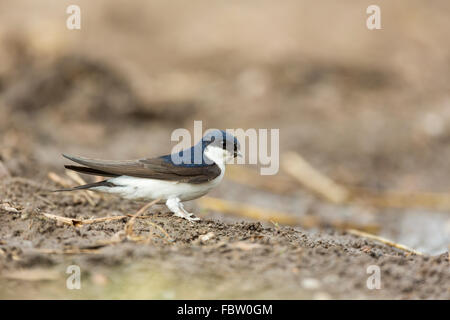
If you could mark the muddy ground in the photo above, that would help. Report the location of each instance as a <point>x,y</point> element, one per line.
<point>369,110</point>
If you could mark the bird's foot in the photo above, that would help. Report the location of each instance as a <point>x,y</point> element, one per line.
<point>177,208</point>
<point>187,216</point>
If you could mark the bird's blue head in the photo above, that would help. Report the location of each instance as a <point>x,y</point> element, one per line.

...

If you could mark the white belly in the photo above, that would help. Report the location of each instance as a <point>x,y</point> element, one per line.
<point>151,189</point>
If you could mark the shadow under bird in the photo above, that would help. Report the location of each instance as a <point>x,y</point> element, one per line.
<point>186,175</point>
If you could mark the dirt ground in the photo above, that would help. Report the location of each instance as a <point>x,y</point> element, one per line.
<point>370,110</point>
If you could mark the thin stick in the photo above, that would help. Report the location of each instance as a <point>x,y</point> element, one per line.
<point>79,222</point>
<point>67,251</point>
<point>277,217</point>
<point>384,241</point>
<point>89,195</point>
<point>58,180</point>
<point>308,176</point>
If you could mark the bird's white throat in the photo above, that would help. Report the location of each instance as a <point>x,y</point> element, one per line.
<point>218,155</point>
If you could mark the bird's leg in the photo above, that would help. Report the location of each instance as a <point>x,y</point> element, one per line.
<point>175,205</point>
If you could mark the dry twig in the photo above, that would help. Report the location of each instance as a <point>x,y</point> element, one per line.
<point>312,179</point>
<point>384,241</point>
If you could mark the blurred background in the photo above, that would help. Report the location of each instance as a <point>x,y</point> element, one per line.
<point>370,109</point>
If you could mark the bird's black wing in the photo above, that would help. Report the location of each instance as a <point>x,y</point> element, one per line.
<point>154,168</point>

# Exercise goal
From the data above, return every line from the line that has "If you could mark the bird's foot" up to and including the line that has "If you could mark the bird's blue", exactly.

# Your response
If you could mark the bird's foot in the photo above, that would help. Report the location of each instance as a <point>x,y</point> element, one per line.
<point>177,208</point>
<point>187,216</point>
If you could mark the bird's blue head in the photo above, that would help. Report the location of each instance as a <point>x,y</point> element, one per line.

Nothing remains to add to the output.